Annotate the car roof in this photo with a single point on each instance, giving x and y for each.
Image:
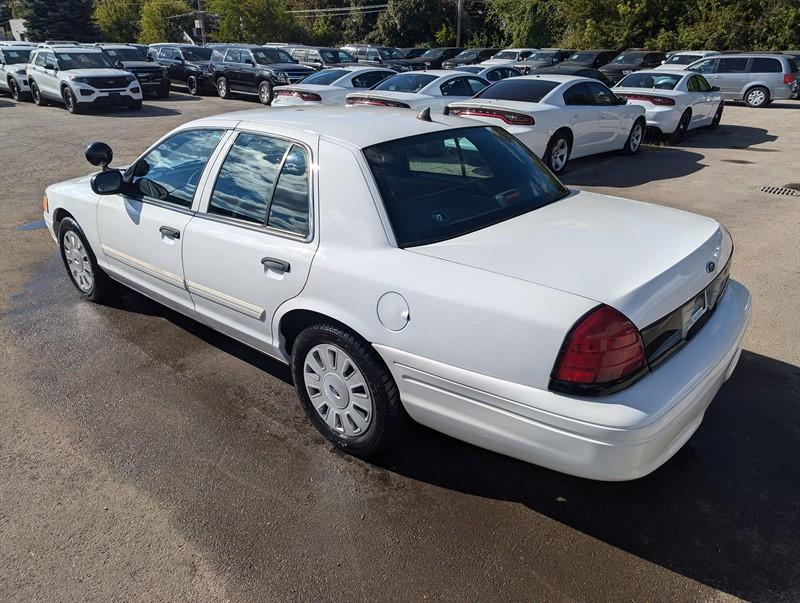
(341, 123)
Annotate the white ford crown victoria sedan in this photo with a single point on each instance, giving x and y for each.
(431, 268)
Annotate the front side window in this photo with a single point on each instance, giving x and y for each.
(445, 184)
(172, 170)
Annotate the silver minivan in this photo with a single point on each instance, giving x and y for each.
(757, 79)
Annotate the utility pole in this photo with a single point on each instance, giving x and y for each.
(459, 10)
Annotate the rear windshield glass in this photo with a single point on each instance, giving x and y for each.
(517, 89)
(650, 80)
(325, 77)
(443, 185)
(405, 82)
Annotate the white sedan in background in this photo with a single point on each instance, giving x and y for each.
(480, 296)
(417, 90)
(329, 86)
(675, 101)
(559, 117)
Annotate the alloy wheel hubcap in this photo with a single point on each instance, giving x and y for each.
(559, 155)
(78, 262)
(338, 390)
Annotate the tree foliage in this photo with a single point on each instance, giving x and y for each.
(58, 19)
(157, 22)
(119, 21)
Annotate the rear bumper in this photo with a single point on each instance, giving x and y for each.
(612, 438)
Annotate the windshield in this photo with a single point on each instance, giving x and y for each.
(325, 77)
(125, 54)
(629, 58)
(682, 59)
(16, 56)
(650, 80)
(531, 91)
(337, 56)
(446, 184)
(196, 54)
(390, 53)
(268, 56)
(82, 60)
(405, 82)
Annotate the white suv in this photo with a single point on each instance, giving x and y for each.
(14, 57)
(79, 77)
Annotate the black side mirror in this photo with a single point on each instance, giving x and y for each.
(100, 154)
(107, 183)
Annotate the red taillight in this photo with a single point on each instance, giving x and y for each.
(604, 347)
(656, 100)
(375, 102)
(509, 117)
(308, 96)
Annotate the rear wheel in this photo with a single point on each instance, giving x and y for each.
(757, 97)
(222, 88)
(346, 390)
(265, 93)
(557, 153)
(683, 127)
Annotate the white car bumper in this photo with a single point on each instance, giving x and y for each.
(618, 437)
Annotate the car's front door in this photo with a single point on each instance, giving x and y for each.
(249, 249)
(141, 233)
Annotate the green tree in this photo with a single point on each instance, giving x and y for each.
(119, 21)
(58, 19)
(158, 22)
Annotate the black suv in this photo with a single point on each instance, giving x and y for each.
(256, 71)
(187, 65)
(629, 61)
(152, 77)
(321, 57)
(470, 56)
(433, 58)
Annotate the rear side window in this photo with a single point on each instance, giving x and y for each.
(763, 65)
(733, 65)
(531, 91)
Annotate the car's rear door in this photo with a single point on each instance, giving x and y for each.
(250, 247)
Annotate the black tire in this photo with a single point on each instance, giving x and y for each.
(163, 91)
(679, 134)
(36, 95)
(717, 117)
(193, 85)
(387, 420)
(757, 97)
(265, 92)
(551, 158)
(635, 138)
(102, 287)
(222, 88)
(73, 106)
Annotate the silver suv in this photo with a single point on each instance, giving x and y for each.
(757, 79)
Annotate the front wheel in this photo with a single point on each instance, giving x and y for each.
(346, 390)
(89, 279)
(557, 153)
(265, 93)
(635, 138)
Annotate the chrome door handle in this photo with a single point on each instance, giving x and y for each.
(276, 265)
(170, 232)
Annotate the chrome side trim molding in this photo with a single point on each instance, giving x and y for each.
(226, 300)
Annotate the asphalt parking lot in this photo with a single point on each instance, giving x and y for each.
(144, 456)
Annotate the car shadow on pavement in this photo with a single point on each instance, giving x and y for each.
(725, 511)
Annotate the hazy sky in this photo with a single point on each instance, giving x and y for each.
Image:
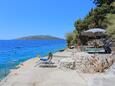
+++++
• Exercise instructions
Which rows contain the word "bumper"? Collect each one, copied in full.

• Answer to the task
Annotate the rear bumper in this photo with a single point on each instance, giving x and y for each.
Annotate the white car bumper in this photo with a single point on each instance, giving x and y for each.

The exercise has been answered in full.